## TASK STATEMENT
Convert the records into a Markdown table with two columns, No. and Line. Each nonblank line should occupy its own row, numbered in sequence.

(Items drawn from a data source)
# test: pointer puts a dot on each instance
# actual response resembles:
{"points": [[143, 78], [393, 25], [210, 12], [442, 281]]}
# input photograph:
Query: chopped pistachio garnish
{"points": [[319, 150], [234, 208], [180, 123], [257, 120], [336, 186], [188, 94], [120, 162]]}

## COMPLETE OUTPUT
| No. | Line |
|---|---|
| 1 | # test: pointer puts a dot on each instance |
| 2 | # actual response resembles: |
| 3 | {"points": [[143, 78], [393, 25], [210, 12], [442, 281]]} |
| 4 | # input photograph: |
| 5 | Query: chopped pistachio garnish |
| 6 | {"points": [[319, 150], [234, 208], [180, 123], [257, 120], [336, 186], [188, 94], [120, 162]]} |